# Written problem a
Gather every line of the entries below that contains the word "inscription". Case counts.

Solving Word Problem - Picture Guide

[Miike012]

I added a picture


my work is inside the picture...

 

[ehild]

You need y(initial). So leave it on the right hand side of the equation and move everything else to the other side.

ehild

 

[Miike012]

Wont that give me the same result?

 

[ehild]

You will not be confused with the lot of minuses. Try to type in, I can not read your file.

ehild

 

[Miike012]

-(5)(2) - (9.8/2)(4) = y(init)... same thing

 

[Miike012]

actually I get 29.6... but its neg...

 

[Miike012]

shouldnt it be negative instead of pos?

 

[vela]

By using a=-g, you chose the upward direction to be positive. The ball is thrown downward, so what should the sign of v_init be?

 

[ehild]

-(5)(2) - (9.8/2)(4) = y(init)... same thing

Your original equation is y=y(init)+v(init)t-(1/2) g t²
At the final position, y=0. g=9.8 m/s², v(init)=-5 m/s,
So the equation is

y(init)-5*2 -(9.81/2)(4)=0 or y(init)-[5*2 +(9.81/2)(4)]=0

You subtract (10+9.81*2) from y(init) and you get zero. What is y (init)?

When solving an equation, we isolate the unknown at one side, by adding everything else to both sides or subtracting everything else form both sides, or multiplying/dividing both sides...

Add 5*2+(9.81/2)(4) to both sides now

ehild

 

[Miike012]

When working with free falling objects... In general... Is acceleration always calculated to be -9.80 in the equation?

because I origninally thought a = -g meaning -(1/2) (-g) t^2 = (1/2) (g) t^2
... but I see that the original equation already has a neg sign there for acc... "-" (1/2) g t^2.

 

[ehild]

You can choose positive and negative direction arbitrary, but once decided, you must use it consequently.

g is posite, it means the magnitude of gravitational acceleration on the surface of the Earth. It is about 9.8 m/s².

If you choose that y is height then the upward direction is positive. Gravity acts downward, so the acceleration is -g or -9.8 m/s².

If you choose the quantity y as the displacement in downward direction, then the downward acceleration is positive and it is g=9.8 m/s².

ehild

 

[Miike012]

thankyou

 

[Miike012]

Sorry.. Let me see if I understand...

If distance is counted + in upward direction, then a = -g if an object is thrown upward...

If distance is counted + in upward direction, then a = g if an object is dropped from a building downward?
is this correct?

 

[HallsofIvy]

No, the acceleration due to gravity is always downward so if you take + in the upward direction, g is negative. It is the initial velocity that is positive if the object is thrown upward, negative if it is thrown downward, 0 if it is "dropped".

 

[Miike012]

Ok last question... I made downward direction neg... but in your about post you said
g=9.8 m/s2, why did u not say -9.8 m/s^2?

# The data
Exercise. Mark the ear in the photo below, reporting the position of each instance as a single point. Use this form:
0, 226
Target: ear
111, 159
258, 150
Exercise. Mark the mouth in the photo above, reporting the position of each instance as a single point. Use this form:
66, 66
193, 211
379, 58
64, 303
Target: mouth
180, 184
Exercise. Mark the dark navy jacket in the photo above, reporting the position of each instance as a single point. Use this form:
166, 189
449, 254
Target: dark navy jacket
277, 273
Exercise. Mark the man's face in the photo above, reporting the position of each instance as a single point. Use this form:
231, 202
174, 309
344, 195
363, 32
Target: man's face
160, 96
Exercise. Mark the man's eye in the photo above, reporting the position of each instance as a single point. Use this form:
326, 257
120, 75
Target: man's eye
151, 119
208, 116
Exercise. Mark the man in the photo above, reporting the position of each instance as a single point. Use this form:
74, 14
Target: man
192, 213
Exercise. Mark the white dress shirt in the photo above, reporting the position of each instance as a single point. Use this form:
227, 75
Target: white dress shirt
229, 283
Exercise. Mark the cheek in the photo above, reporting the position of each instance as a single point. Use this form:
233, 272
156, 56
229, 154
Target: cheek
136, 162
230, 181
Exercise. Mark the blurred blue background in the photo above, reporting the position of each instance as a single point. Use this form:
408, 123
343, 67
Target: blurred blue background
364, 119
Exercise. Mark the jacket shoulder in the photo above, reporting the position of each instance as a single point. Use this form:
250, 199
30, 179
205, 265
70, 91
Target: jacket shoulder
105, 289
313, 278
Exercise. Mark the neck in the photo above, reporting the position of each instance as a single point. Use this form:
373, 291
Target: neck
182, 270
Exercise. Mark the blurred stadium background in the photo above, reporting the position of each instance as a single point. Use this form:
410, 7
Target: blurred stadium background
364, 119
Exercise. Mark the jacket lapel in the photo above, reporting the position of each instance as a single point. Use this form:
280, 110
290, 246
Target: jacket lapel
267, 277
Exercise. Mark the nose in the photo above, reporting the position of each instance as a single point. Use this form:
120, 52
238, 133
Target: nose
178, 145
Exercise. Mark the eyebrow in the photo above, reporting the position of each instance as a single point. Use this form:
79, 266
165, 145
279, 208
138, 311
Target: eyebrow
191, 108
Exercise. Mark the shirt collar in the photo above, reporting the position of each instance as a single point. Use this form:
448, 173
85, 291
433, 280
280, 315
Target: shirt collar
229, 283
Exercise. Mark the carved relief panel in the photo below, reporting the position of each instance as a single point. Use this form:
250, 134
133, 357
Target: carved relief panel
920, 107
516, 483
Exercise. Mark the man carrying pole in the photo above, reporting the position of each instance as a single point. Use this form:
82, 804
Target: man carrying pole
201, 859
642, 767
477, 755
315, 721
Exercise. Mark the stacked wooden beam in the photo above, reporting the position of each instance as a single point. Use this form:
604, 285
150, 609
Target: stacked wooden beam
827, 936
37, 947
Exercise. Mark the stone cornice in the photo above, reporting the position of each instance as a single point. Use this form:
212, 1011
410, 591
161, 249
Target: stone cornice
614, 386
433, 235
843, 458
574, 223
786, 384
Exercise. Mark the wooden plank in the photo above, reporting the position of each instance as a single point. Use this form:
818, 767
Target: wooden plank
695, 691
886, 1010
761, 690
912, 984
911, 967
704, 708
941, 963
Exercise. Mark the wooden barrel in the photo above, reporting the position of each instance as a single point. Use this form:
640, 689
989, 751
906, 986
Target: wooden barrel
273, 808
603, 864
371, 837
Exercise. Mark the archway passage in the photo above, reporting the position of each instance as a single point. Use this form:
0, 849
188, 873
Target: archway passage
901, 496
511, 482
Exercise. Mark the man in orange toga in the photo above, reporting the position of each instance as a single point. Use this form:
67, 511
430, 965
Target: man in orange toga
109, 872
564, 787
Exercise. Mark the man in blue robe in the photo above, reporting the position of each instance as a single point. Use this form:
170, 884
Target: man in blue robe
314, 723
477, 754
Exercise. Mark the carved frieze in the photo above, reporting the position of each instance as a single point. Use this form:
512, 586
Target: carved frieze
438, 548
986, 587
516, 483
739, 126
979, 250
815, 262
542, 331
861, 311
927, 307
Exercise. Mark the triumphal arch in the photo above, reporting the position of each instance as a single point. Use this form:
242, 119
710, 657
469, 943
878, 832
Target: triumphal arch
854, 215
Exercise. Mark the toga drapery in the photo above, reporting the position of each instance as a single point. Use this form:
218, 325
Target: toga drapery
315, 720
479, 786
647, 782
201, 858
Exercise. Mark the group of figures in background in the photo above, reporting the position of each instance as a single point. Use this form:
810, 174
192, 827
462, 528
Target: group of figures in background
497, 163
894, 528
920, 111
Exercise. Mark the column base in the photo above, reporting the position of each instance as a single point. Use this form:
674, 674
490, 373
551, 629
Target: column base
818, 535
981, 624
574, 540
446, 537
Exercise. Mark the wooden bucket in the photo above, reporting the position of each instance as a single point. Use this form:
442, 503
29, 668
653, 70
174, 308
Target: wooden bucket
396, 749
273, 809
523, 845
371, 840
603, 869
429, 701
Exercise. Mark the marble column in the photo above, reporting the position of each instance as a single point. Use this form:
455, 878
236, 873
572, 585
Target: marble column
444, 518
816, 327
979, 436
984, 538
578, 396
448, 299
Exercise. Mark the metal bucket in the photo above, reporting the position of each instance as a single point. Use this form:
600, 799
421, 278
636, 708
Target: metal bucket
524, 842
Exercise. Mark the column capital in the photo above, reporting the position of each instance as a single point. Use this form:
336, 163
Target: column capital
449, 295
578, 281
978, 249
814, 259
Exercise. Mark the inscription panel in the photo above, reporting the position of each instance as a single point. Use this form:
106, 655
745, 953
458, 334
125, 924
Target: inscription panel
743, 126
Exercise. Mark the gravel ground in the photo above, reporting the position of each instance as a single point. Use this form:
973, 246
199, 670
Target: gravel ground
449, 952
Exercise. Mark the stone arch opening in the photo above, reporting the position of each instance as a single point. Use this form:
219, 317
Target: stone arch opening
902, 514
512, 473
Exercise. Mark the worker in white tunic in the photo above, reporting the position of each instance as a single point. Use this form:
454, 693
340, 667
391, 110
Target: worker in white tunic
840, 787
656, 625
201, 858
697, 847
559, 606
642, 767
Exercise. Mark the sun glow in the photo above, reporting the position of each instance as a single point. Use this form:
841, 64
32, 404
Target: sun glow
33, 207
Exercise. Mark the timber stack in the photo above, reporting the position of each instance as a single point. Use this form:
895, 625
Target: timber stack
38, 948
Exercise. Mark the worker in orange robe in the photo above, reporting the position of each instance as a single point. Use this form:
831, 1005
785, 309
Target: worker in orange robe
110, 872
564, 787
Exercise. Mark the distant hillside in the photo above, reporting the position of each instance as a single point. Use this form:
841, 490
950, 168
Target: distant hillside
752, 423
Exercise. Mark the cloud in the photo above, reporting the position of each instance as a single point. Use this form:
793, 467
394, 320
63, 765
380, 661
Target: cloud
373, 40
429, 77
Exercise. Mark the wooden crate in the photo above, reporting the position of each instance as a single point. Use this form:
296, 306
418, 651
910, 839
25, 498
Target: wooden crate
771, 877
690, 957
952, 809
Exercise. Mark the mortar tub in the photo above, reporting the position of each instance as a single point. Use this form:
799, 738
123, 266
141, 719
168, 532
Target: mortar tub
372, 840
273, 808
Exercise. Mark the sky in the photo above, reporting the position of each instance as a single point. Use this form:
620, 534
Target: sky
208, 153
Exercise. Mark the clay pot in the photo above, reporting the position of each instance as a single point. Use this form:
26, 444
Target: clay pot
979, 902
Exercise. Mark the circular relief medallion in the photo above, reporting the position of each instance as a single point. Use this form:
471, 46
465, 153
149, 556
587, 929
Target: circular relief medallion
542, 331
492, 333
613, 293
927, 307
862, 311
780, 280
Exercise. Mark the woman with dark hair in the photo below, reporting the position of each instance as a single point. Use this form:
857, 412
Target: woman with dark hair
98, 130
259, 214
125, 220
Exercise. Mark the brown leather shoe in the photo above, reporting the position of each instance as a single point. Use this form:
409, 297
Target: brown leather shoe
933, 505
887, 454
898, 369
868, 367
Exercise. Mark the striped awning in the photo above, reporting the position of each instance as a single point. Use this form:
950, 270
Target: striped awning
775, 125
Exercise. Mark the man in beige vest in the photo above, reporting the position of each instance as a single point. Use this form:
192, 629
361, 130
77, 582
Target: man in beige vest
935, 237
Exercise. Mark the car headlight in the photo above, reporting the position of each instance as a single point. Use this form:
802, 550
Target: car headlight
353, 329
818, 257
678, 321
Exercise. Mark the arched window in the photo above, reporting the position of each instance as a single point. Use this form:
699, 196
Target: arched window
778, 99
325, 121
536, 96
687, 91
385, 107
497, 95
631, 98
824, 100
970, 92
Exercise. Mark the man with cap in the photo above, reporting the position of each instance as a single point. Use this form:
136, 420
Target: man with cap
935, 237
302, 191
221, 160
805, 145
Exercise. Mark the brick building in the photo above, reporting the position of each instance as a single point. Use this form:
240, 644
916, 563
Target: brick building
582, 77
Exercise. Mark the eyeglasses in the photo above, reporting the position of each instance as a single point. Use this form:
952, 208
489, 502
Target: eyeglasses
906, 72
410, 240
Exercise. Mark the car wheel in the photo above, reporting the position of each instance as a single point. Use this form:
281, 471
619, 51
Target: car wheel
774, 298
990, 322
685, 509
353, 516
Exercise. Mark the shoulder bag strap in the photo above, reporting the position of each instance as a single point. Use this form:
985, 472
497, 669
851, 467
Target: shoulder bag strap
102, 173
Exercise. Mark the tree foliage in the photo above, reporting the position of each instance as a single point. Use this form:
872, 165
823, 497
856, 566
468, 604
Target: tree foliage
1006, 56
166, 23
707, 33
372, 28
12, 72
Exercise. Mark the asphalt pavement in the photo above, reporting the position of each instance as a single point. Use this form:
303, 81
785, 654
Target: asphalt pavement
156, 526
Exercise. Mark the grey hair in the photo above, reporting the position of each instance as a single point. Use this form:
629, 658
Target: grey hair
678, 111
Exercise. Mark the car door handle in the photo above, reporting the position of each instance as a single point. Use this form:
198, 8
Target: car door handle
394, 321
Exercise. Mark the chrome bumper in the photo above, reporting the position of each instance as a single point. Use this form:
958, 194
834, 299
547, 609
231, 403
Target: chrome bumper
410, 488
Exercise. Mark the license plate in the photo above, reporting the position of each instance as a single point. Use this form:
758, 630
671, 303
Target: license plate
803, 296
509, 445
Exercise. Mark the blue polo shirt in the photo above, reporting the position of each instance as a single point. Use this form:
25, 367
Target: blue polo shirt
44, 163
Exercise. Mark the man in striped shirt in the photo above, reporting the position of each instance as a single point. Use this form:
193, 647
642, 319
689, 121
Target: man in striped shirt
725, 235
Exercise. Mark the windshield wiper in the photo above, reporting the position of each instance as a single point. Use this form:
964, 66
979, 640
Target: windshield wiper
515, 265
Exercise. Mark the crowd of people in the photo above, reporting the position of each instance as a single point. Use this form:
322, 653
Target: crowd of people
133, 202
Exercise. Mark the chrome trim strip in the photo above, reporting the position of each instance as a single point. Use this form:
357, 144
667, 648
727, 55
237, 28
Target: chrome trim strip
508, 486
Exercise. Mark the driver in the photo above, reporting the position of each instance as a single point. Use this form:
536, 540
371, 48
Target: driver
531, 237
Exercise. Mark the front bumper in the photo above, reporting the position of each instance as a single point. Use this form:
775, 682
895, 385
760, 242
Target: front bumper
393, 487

# Written problem b
Pick up the forum thread about sign conventions for free-fall acceleration, shown above, and continue it from the point where it stops.

# Task answer a
Exercise. Mark the inscription panel in the photo above, reporting the position of each instance as a single point. Use this form:
Target: inscription panel

# Task answer b
[Miike012]

Is it because the - sign is already in the equation?

 

[vela]

Yes, the equation is written assuming the upward direction is positive.

The original equation you learn for constant acceleration a is$$y=y_0+{v_y}_0 t+\frac{1}{2}at^2$$If you take the upward direction to be positive, you have a=-g=-9.8 m/s², so you get$$y=y_0+{v_y}_0 t-\frac{1}{2}gt^2$$This is the equation you're using, so by using it, you've assumed the upward direction is positive. On the other hand, if you take the downward direction to be positive, you would have a=+g=+9.8 m/s², so you get$$y=y_0+{v_y}_0 t+\frac{1}{2}gt^2$$In both cases, g=+9.8 m/s² since g is the magnitude of the acceleration due to gravity.

As ehild said, both ways will work, but you have to be consistent and adjust the signs on the various quantities depending on which convention you're following.

 

[ehild]

Mike,

Suppose a body moves with uniform acceleration. Its position in terms of time is y(t)=y(init) + v(init) t+a/2 t².
In case gravity is the only force acting on the body, you know that it accelerates downward, and the magnitude of the acceleration is g=9.8 m/s². The value of g can be given with more or less accuracy, and it is different at different places of Earth, but it is always a positive number.

Before you start to solve a problem you draw a figure and show what direction you mean positive. You should choose the sign of both the acceleration and initial velocity with respect to this direction.
In the problem, y(init) is positive, and the position of the stone is always positive till it reaches the ground, where y is defined zero.
The initial velocity is downward, so it is negative, -5 m/s. Have been the stone thrown upward, the initial velocity would be positive.
The acceleration is downward, and its magnitude is equal to g, so a=-g =-9.8 m/s². So your equation is

y(t)=y(init)-5t-9.8/2 t².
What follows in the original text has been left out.